Tero remembered it as an ambitious project and appreciated the creative freedom he could exercise over his neon imagery. “We had free rein on it. We were not part of the client infrastructure so the fact that they just came to our office and said ‘let’s do this thing,’ it gave us freedom to explore things like the Kinect, all kinds of weird visualizations, but no one came in and said ‘you can’t use these colors.’” Most people depend on well defined goals and structure, and as a result, projects that don’t have them tend to go south. But the toughest projects don’t come ready for consumption. The client deals the ingredients and it’s up to the team to find a working recipe and get cooking. Tero’s cool allows him to thrive in uncertainty and add definition where it’s lacking.

☆ ☆ ☆ ☆ ☆

▸ **PROMPT 1**:
Answer these questions about the passage on Tero's project:
(a) What device does Tero name as something the team was free to explore?
(b) According to the passage, what does the client deal?
(c) What does Tero's cool allow him to do?
▸ **PROMPT 2**:
Write the next few sentences of the passage on Tero's project, picking up after its final sentence.

☆ ☆ ☆ ☆ ☆

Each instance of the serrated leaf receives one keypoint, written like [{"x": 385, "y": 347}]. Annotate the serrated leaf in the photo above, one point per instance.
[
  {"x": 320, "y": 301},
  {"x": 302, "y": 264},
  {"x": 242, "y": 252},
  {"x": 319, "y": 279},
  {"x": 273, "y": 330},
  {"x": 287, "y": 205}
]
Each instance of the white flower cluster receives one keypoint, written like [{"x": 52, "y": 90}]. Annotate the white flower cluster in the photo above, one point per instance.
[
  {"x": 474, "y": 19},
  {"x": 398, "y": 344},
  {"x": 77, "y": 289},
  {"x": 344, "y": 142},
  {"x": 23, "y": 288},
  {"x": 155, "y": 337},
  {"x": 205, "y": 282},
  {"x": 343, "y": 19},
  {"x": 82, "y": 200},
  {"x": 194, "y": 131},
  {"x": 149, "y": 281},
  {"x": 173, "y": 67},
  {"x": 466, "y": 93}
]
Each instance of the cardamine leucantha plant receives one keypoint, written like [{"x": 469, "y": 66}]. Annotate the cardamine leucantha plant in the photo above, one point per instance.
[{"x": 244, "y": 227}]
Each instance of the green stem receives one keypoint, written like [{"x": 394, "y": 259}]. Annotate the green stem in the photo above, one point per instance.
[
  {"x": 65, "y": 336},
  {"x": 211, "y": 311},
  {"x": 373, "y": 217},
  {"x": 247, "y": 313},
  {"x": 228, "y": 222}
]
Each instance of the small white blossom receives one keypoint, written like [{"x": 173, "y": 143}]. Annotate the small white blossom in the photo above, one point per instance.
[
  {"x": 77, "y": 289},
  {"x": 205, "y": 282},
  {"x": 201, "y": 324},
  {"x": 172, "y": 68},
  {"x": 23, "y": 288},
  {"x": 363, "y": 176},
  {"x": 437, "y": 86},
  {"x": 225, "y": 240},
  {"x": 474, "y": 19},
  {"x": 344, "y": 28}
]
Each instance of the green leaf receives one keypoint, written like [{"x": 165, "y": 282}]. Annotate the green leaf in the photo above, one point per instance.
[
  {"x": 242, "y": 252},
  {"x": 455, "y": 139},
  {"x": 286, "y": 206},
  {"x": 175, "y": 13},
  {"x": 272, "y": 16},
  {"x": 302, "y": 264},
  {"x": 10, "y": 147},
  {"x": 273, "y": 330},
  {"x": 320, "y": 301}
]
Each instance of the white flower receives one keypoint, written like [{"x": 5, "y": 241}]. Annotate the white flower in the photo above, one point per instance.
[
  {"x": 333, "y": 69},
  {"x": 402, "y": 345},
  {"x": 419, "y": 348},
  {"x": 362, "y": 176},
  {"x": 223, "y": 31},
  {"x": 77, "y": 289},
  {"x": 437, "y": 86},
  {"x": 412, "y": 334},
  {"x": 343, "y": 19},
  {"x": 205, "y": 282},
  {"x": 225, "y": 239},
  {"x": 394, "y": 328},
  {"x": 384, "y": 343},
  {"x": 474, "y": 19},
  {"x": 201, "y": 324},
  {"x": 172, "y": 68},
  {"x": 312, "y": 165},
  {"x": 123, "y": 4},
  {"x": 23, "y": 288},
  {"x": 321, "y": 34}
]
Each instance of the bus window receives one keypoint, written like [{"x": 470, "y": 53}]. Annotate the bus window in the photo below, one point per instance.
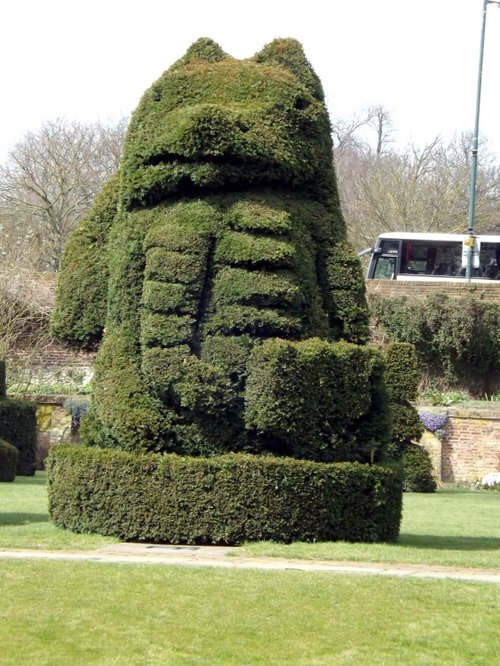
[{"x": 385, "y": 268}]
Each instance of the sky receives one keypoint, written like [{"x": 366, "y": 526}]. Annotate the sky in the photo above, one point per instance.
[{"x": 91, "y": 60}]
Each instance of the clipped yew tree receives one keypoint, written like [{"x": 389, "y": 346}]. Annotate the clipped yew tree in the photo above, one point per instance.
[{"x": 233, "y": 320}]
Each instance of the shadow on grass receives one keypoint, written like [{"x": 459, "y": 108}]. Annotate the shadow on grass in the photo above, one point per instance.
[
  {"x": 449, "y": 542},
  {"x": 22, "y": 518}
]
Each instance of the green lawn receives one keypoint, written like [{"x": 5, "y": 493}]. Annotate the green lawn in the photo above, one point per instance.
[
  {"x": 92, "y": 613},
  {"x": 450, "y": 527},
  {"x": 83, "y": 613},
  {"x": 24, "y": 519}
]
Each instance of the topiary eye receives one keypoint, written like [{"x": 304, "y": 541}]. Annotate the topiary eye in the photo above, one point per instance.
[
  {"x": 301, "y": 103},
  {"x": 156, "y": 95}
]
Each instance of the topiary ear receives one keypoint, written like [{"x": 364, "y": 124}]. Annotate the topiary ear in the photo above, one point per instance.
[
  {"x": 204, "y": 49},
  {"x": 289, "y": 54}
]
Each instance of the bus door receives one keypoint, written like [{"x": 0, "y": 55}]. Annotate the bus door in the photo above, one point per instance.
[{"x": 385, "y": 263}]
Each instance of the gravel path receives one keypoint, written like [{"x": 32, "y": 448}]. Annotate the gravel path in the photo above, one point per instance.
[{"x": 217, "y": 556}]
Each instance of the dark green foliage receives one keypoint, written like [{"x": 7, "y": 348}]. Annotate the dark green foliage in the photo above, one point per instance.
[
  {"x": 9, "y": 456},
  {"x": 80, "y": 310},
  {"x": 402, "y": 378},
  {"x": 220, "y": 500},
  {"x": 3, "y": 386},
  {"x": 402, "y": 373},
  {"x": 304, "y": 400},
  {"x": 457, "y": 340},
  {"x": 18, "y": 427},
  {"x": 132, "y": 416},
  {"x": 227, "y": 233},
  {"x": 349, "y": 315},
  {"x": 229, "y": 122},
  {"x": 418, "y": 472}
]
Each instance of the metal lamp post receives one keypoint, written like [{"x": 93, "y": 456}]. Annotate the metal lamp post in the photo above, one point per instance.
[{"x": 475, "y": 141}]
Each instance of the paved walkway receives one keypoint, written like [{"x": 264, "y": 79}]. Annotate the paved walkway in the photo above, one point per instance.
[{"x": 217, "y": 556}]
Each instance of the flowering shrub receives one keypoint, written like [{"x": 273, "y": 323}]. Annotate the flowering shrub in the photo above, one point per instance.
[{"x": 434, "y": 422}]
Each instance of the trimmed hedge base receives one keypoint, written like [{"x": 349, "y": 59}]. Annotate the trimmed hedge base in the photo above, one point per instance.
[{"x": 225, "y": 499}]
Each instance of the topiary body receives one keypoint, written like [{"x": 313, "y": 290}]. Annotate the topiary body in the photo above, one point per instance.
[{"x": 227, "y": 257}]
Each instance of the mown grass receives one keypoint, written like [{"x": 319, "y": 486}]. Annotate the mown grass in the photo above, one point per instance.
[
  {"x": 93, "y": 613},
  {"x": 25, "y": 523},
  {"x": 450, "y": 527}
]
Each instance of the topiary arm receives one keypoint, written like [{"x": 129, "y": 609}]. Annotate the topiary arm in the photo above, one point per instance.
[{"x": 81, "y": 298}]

☆ ☆ ☆ ☆ ☆

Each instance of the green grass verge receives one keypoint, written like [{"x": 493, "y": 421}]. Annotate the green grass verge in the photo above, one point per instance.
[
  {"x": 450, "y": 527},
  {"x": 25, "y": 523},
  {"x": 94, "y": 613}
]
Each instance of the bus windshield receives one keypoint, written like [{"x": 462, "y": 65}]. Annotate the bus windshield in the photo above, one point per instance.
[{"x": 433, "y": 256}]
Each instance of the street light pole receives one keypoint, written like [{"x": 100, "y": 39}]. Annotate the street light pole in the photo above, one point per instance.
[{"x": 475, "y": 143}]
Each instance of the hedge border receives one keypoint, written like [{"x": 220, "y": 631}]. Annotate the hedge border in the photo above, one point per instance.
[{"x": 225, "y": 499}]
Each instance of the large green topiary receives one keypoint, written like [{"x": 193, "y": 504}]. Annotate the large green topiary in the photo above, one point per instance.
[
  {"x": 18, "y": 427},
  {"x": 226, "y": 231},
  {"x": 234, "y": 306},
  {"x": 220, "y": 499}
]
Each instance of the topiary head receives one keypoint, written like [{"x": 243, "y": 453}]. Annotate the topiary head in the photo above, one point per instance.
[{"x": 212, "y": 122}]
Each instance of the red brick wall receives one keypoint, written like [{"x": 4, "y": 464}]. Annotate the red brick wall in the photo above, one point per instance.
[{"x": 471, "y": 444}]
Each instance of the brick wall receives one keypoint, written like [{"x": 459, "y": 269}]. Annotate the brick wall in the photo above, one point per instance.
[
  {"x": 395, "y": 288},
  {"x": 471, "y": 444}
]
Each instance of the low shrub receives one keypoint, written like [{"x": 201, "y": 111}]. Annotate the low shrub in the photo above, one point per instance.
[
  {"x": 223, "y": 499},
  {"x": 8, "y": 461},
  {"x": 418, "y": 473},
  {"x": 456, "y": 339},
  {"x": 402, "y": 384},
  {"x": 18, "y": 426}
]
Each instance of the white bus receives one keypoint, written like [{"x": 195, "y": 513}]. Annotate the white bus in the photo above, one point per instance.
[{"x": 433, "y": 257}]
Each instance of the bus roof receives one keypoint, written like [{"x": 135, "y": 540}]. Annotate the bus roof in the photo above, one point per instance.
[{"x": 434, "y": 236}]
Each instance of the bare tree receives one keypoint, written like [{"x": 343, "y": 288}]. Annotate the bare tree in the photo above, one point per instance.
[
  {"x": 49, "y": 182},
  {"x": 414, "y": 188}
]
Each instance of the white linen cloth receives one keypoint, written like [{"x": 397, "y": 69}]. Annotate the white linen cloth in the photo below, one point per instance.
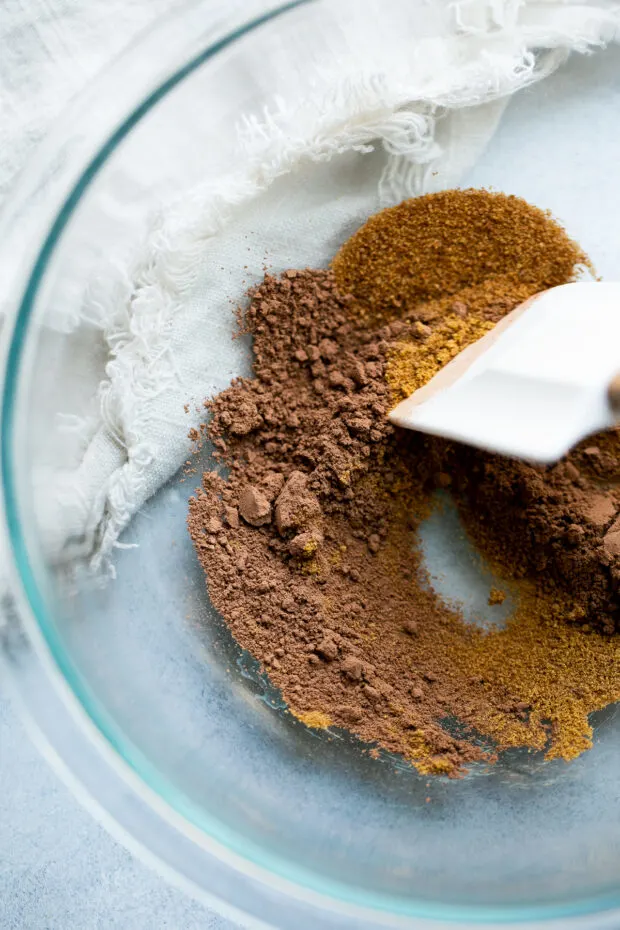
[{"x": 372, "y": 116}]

☆ ☆ ☆ ☆ ☆

▸ **EXERCISE OUTPUT 1**:
(a) The Kinect.
(b) The ingredients.
(c) It allows him to thrive in uncertainty and add definition where it's lacking.

▸ **EXERCISE OUTPUT 2**:
More Human
A corporate developer might have a place for the heads-down coder, but DK&A relies on the whole Tero. Between “technical” and “artist.” Between “vibrant” and “dark.” Between his distinctiveness and his dedication to the team. Business doesn’t say ready or set before it goes and the whole of who we are, our strengths and weaknesses, will go into the outcome. Any lonely cyborg detective walking a dystopian, megalopolis beat is asking themselves what the value of a person amounts to. Let’s take a lesson from Tero’s favorite protagonists, take the world for its grays between black and white, and let his work speak for itself.